Convert each item below into a JSON list of strings, one string per line, skipping any blank lines.

Items:
----------------------------------------

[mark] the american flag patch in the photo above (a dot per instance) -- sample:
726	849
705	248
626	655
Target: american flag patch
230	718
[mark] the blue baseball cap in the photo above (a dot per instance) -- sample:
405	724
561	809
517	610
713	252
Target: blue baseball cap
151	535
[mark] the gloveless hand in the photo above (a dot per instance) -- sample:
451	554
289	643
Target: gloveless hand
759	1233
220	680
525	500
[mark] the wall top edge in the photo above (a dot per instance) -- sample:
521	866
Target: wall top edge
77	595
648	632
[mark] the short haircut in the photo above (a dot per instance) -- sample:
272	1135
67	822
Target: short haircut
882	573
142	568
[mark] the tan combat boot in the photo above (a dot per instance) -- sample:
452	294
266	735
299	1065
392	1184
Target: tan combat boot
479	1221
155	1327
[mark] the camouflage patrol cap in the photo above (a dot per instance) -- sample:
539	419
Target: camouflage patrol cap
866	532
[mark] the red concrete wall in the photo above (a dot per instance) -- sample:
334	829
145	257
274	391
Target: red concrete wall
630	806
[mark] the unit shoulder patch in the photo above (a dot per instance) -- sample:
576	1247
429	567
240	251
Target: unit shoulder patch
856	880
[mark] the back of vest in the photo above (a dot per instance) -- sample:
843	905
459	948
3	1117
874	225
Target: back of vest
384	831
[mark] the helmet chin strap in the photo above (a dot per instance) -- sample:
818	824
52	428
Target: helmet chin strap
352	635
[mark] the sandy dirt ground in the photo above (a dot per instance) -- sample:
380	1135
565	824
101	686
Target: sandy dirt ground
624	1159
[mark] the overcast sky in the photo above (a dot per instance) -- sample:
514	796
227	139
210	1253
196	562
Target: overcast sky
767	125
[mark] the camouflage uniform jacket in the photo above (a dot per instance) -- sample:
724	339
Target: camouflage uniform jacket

----------------------------------------

Solution to this problem:
[
  "[mark] the american flag patch in the photo above (a dot per instance) -- sample:",
  "726\t849",
  "705\t248",
  "626\t655",
  "Target: american flag patch",
  "230\t718",
  "[mark] the blue baseball cap in the photo above (a dot per instance) -- sample:",
  "405\t724",
  "561\t809",
  "517\t610",
  "713\t252",
  "Target: blue baseball cap",
  "151\t535",
  "[mark] the gloveless hand in the photo above (a dot per instance) -- sample:",
  "451\t554",
  "289\t643",
  "Target: gloveless hand",
  "759\t1233",
  "220\t680",
  "525\t500",
  "[mark] the wall top edge in the photo above (a dot per instance) -- sample:",
  "521\t866",
  "Target: wall top edge",
  "77\t595",
  "648\t632",
  "[mark] the short haircut in the photo above (a dot per instance) -- sample:",
  "272\t1135",
  "67\t822",
  "Target: short haircut",
  "882\t573",
  "142\t568",
  "[mark] the tan combat boot in the photo above (a dot per instance) -- sample:",
  "452\t294",
  "266\t735",
  "299\t1065",
  "392\t1184",
  "Target: tan combat boot",
  "479\t1221",
  "155\t1327",
  "[mark] the camouflage patrol cap in the photo above (a dot per instance) -- sample:",
  "539\t419",
  "Target: camouflage patrol cap",
  "866\t532",
  "[mark] the red concrete wall in the photo above (a dot per instance) -- sample:",
  "334\t829",
  "145\t257",
  "274\t391",
  "Target: red concrete wall",
  "630\t806",
  "[mark] the unit shoulder patch in the photo above (a dot per instance) -- sample:",
  "576\t1247",
  "429\t567",
  "240\t251",
  "Target: unit shoulder patch",
  "856\t880",
  "[mark] the back of vest in the photo above (a dot per instance) -- sample:",
  "843\t905",
  "459\t948",
  "3\t1117",
  "874\t225",
  "Target: back of vest",
  "384\t831",
  "[mark] the helmet chin strap in the photo above (a dot per instance) -- sample:",
  "818\t824",
  "52\t428",
  "Target: helmet chin strap",
  "352\t635",
  "[mark] the sandy dirt ground in the photo above (a dot per instance) -- sample:",
  "380\t1135",
  "565\t824",
  "101\t686",
  "Target: sandy dirt ground",
  "624\t1159",
  "[mark] the overcast sky in the photo above (a dot per instance) -- sample:",
  "514\t796",
  "227\t139",
  "210\t1253",
  "196\t562",
  "Target: overcast sky",
  "767\t125",
  "[mark] the camouflage uniform jacket in the photo above (a dot per instance) -- sample:",
  "724\t339",
  "Target: camouflage uniform jacket"
]